INSTRUÇÕES DO EXERCÍCIO:
A: De acordo com o texto sobre incêndios florestais e saúde, em quanto a exposição materna à fumaça aumenta a probabilidade de parto prematuro no Sudeste?
B: Dê prosseguimento ao texto sobre os efeitos dos incêndios florestais na saúde, a partir da última frase apresentada.

TEXTO DA PÁGINA:
********************
Além dos danos respiratórios, os incêndios florestais representam riscos graves à saúde pré-natal e ao desenvolvimento infantil. A exposição materna à fumaça durante a gestação aumenta a probabilidade de parto prematuro em 41% no Sudeste e 5% no Norte, e de baixo peso ao nascer em mais de 18% no Sul. A exposição a PM10 e monóxido de carbono também está associada a menores pesos ao nascer em São Paulo, além de aumentar as chances de defeitos congênitos, como anomalias respiratórias e do sistema nervoso.

Em crianças em idade escolar, níveis elevados de PM2,5 e NO₂ prejudicam o desempenho acadêmico, sendo que alunos de escolas públicas são mais expostos do que os de escolas privadas, devido à proximidade com rodovias e áreas de incêndio.
********************
ITENS FORNECIDOS:
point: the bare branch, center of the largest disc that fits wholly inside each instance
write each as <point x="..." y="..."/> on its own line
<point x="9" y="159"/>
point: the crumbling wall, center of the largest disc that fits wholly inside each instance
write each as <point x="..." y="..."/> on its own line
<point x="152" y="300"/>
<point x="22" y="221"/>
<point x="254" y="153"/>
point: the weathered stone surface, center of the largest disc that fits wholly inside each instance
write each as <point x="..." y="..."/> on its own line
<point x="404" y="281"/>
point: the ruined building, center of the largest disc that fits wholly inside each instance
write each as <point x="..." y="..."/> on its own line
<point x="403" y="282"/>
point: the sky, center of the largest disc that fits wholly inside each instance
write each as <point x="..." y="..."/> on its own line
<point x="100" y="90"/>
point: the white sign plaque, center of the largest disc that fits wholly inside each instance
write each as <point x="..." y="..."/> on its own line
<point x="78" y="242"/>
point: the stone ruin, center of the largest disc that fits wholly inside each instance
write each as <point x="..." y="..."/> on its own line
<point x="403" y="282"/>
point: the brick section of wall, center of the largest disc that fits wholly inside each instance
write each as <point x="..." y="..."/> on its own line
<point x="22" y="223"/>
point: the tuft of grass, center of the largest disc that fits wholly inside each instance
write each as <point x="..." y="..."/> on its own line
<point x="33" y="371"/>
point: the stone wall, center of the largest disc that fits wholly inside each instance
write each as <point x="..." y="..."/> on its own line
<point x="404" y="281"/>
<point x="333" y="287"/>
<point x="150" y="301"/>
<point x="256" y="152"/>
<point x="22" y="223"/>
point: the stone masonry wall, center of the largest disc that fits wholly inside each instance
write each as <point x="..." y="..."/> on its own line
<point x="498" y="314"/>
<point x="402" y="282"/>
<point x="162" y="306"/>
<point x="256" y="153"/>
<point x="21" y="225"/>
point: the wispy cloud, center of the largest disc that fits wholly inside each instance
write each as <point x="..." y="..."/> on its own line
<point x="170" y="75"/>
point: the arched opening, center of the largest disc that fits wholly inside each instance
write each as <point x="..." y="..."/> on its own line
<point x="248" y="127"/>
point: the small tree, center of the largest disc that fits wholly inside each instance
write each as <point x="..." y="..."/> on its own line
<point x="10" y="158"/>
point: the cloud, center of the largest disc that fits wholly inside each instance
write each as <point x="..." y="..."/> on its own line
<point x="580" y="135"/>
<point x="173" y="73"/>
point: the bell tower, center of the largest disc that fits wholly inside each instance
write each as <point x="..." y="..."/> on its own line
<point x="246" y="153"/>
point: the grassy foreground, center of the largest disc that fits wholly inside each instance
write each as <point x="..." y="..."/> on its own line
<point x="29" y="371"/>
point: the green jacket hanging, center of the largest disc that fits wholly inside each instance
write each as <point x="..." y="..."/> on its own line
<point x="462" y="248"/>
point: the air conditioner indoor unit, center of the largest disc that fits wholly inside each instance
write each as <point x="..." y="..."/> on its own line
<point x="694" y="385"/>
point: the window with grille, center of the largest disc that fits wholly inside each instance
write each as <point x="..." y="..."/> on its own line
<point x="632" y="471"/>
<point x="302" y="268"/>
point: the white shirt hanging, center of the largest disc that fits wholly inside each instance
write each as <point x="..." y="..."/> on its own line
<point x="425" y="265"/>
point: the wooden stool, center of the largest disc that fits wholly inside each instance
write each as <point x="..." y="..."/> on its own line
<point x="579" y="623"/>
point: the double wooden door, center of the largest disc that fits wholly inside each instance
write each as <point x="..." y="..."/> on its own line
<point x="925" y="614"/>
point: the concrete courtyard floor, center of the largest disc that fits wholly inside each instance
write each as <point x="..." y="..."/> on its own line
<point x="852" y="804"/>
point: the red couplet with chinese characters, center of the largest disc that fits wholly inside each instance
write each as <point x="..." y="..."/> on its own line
********************
RESPOSTAS ABAIXO:
A: Em 41%.

B:
O relatório alerta que esses impactos na saúde infantil são consequências diretas de um modelo de exportação baseado na conversão de terras para agricultura industrial, em que os preços das commodities raramente refletem os danos à saúde e ao clima nas regiões produtoras. Dentre as soluções estão padrões rigorosos de produção livre de desmatamento, rastreabilidade completa das cadeias produtivas e financiamento climático internacional, que apoiem a produção sustentável e a proteção das florestas.

As crianças nos países mais pobres enfrentam taxas de mortalidade por poluição do ar até 94 vezes maiores do que nas nações ricas. Isso não é apenas uma questão ambiental — é uma questão de justiça. As mais jovens e vulneráveis estão pagando o preço por sistemas que não criaram. Romper esse ciclo exige ação global e transição para energia limpa, e não a continuidade de subsídios aos combustíveis fósseis”, alerta Joanne Bentley-McKune, pesquisadora principal do relatório.